● The request:
Copy out the entries below verbatim, from the line with "Mark each instance of the green tree" up to and including the line with "x=354 y=262", and leave out every other line.

=== Provided data ===

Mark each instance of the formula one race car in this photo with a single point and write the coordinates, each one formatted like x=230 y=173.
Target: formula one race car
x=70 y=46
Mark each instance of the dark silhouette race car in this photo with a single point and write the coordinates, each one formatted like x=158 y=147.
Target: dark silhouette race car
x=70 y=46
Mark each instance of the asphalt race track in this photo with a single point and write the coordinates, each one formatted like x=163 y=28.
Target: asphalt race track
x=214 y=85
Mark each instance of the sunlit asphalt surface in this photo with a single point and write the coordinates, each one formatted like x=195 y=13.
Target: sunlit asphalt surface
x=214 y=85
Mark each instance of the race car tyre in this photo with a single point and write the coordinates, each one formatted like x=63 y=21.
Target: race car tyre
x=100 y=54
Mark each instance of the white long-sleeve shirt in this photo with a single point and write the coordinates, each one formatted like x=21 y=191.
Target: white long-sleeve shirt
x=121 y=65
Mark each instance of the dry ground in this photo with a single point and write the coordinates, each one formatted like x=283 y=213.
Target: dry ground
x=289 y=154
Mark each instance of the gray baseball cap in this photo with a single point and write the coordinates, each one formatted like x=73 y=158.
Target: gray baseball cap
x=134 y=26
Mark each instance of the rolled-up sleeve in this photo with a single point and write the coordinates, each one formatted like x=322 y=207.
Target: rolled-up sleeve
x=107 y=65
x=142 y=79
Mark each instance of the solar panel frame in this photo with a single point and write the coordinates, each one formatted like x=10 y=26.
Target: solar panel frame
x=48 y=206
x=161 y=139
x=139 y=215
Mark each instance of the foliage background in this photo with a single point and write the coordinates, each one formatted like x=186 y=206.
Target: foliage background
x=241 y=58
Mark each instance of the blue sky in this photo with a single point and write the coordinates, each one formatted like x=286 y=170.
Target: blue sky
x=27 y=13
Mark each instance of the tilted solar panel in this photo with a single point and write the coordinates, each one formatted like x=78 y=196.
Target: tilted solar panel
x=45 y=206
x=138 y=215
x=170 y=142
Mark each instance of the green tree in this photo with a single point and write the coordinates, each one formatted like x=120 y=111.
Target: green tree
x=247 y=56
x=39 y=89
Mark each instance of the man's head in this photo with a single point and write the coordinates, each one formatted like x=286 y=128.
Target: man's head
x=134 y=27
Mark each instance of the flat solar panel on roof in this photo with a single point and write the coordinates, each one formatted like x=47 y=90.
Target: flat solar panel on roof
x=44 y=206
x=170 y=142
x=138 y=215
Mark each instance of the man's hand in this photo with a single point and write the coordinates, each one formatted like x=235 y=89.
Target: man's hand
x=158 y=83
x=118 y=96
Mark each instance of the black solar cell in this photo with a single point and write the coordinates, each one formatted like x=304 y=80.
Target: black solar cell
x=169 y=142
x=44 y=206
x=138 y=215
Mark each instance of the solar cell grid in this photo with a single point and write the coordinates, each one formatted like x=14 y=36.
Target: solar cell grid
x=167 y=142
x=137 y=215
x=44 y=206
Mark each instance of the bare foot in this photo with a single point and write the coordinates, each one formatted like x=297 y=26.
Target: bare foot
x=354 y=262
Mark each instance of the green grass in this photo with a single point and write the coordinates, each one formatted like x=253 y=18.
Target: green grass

===

● Result for this exercise:
Mark each instance of the green tree in this photo with a single point and write the coordinates, each one formatted like x=120 y=111.
Target: green tree
x=247 y=56
x=39 y=89
Mark each instance of the man's head in this photo with a single point and write the coordinates, each one formatted like x=286 y=128.
Target: man's head
x=134 y=27
Mark each instance of the flat solar panel on roof in this photo with a single point and write the coordinates, each one formatted like x=47 y=90.
Target: flat solar panel on roof
x=44 y=206
x=170 y=142
x=138 y=215
Mark each instance of the man's hand in this photo with a single point and write the coordinates, each one formatted like x=235 y=89.
Target: man's hand
x=158 y=83
x=118 y=96
Mark each instance of the black solar cell in this photo with a single point and write the coordinates, each one formatted like x=304 y=80.
Target: black solar cell
x=169 y=142
x=44 y=206
x=138 y=215
Mark each instance of the solar cell grid in this photo with a single point and write the coordinates, each one formatted like x=14 y=36.
Target: solar cell grid
x=167 y=142
x=137 y=215
x=44 y=206
Mark each instance of the bare foot in this photo with a single point and write the coordinates, each one formatted like x=297 y=26.
Target: bare foot
x=354 y=262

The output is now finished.